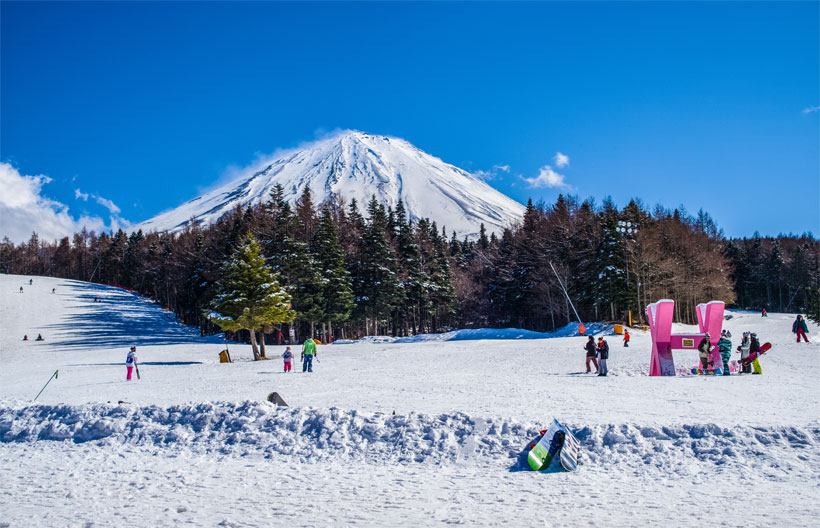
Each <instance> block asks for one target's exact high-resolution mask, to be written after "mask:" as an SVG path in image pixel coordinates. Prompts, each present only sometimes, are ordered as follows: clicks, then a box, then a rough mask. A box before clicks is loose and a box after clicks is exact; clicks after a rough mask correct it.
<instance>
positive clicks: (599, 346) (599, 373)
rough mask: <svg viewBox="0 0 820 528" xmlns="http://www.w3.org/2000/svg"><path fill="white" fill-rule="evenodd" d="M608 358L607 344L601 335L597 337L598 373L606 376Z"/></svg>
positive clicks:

:::

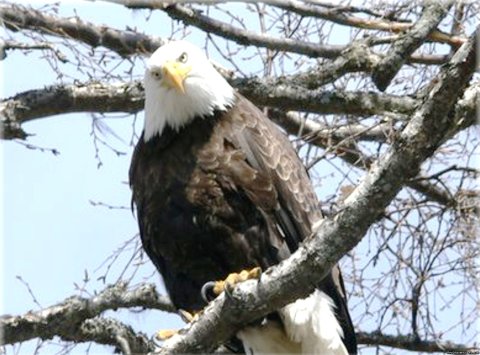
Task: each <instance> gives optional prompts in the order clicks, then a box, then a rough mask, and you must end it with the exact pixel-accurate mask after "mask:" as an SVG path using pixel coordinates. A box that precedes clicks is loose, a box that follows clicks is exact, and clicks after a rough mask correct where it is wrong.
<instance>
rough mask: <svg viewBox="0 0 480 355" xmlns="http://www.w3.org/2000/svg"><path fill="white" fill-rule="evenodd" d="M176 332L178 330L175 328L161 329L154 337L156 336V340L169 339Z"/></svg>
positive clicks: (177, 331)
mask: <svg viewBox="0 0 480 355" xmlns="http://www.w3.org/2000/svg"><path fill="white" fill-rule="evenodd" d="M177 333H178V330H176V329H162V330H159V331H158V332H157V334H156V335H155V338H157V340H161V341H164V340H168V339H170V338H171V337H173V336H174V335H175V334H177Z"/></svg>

:::

• TASK BRIEF
Please find every line in the items above that contains the word "positive" and copy each of those lines in full.

• EXERCISE RESPONSE
positive clicks: (599, 346) (599, 373)
positive clicks:
positive clicks: (177, 331)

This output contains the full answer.